**Exercise directions**
Show every line of the records that contains the string "windshield". Case counts.
==*==
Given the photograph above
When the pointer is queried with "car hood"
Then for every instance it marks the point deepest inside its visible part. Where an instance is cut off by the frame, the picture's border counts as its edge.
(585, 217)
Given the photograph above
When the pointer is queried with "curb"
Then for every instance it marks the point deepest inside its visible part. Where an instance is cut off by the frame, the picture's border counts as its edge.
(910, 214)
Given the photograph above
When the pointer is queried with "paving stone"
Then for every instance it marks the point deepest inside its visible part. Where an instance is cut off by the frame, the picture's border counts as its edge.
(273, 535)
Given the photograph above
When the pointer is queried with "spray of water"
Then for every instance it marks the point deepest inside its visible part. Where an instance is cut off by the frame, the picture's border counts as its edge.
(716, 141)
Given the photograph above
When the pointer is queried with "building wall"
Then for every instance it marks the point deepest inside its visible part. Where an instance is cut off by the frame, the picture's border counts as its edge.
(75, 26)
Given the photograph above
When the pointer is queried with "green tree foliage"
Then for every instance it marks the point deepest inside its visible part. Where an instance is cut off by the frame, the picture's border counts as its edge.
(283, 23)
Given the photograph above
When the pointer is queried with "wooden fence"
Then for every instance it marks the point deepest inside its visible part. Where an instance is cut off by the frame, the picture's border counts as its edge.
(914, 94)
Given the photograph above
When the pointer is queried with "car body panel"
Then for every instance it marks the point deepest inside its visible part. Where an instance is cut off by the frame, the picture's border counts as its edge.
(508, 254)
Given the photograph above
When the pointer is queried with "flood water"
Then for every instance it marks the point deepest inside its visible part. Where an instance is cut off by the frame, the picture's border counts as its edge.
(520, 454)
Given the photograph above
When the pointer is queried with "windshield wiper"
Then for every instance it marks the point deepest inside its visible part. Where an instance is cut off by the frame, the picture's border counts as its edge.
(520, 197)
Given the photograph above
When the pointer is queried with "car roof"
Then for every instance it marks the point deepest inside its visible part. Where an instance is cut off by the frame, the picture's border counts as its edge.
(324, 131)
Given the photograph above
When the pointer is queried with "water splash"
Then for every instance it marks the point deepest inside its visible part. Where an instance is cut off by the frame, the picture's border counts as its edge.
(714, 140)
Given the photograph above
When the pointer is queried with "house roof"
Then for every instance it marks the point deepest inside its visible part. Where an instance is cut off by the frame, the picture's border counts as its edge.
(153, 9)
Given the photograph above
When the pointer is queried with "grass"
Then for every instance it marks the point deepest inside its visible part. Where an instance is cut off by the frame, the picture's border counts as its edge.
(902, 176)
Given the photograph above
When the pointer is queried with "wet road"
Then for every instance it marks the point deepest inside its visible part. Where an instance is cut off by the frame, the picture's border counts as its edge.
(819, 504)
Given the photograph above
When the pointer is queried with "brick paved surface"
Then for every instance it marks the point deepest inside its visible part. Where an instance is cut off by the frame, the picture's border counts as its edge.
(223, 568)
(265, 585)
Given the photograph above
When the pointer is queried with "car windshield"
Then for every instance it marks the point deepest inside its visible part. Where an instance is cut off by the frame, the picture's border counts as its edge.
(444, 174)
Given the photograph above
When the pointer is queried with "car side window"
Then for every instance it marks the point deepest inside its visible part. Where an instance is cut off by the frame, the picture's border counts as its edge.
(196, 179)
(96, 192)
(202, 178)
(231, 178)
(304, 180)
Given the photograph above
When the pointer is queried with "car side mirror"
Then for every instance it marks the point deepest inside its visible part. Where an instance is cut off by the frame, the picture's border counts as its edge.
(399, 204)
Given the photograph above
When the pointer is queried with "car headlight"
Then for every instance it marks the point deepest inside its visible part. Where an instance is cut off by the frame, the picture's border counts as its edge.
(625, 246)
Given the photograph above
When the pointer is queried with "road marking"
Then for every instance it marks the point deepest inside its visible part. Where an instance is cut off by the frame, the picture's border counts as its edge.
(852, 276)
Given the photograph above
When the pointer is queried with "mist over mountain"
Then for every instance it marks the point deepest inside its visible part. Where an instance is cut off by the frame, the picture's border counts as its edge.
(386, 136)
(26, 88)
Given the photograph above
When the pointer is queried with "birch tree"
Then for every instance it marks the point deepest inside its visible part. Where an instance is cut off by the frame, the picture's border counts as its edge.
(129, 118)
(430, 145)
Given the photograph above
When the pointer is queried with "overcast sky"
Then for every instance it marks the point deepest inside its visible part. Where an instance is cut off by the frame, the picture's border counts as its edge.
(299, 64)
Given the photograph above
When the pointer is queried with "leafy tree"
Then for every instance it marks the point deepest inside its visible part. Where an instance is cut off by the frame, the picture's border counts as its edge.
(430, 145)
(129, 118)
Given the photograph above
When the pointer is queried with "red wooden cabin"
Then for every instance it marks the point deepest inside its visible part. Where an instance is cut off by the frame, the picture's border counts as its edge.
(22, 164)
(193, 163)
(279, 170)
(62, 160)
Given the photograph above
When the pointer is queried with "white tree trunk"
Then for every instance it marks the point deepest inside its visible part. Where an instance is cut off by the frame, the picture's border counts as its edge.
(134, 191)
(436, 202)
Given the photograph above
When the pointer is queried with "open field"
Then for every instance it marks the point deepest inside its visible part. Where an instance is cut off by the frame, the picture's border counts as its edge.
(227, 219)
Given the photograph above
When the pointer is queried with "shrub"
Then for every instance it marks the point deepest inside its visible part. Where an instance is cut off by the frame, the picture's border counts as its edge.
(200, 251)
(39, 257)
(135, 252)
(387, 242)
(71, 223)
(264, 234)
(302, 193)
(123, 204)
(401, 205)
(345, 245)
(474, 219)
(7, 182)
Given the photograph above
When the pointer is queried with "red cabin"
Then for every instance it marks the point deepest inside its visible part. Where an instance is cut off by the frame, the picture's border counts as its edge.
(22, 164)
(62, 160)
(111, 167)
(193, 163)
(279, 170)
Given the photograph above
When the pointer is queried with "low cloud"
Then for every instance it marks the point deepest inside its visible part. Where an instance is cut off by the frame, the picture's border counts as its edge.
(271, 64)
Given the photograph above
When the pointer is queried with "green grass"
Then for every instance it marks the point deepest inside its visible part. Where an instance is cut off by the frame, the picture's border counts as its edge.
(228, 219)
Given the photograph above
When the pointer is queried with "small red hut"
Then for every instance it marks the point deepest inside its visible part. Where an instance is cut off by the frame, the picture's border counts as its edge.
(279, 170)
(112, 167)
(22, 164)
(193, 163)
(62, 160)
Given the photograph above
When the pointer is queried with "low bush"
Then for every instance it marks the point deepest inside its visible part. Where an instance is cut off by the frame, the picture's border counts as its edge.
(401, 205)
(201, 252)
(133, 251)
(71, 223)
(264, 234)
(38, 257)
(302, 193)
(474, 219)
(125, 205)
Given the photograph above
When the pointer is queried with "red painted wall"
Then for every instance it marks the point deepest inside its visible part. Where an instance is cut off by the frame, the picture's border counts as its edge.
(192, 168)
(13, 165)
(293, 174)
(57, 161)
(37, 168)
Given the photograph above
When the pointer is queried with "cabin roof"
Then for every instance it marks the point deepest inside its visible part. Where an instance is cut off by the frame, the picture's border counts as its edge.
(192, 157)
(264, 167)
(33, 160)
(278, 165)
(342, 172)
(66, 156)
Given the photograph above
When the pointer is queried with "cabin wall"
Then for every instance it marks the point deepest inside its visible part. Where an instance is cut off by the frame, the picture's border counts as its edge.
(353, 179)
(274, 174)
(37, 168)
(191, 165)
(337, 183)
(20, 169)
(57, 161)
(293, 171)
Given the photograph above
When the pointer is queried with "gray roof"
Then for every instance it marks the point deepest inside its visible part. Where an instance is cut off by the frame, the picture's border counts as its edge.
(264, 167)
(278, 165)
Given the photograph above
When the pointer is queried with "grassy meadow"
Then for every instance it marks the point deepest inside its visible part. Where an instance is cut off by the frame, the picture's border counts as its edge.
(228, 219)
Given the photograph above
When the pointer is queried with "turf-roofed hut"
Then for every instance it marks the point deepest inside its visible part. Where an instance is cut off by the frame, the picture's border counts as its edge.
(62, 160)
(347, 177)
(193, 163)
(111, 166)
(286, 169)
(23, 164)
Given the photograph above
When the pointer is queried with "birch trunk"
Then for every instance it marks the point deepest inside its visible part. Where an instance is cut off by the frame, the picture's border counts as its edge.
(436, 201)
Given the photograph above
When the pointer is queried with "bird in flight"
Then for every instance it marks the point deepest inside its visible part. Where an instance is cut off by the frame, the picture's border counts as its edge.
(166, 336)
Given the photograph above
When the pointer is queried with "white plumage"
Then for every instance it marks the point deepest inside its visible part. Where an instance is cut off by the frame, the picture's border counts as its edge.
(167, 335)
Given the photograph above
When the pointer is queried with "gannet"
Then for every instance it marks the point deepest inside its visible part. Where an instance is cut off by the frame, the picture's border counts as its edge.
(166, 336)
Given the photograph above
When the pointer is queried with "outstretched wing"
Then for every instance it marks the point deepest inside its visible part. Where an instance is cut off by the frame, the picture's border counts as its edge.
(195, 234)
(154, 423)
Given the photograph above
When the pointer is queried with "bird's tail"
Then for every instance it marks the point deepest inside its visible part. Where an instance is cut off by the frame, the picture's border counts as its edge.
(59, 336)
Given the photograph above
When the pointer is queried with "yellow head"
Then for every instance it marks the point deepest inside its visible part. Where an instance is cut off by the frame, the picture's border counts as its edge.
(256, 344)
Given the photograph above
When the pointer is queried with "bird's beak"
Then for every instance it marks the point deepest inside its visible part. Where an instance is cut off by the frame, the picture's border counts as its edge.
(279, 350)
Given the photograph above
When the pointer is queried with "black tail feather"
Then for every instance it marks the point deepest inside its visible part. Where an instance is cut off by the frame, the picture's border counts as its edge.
==*==
**Full answer**
When the pointer is queried with "windshield wiper"
When the pointer is queried with "car windshield"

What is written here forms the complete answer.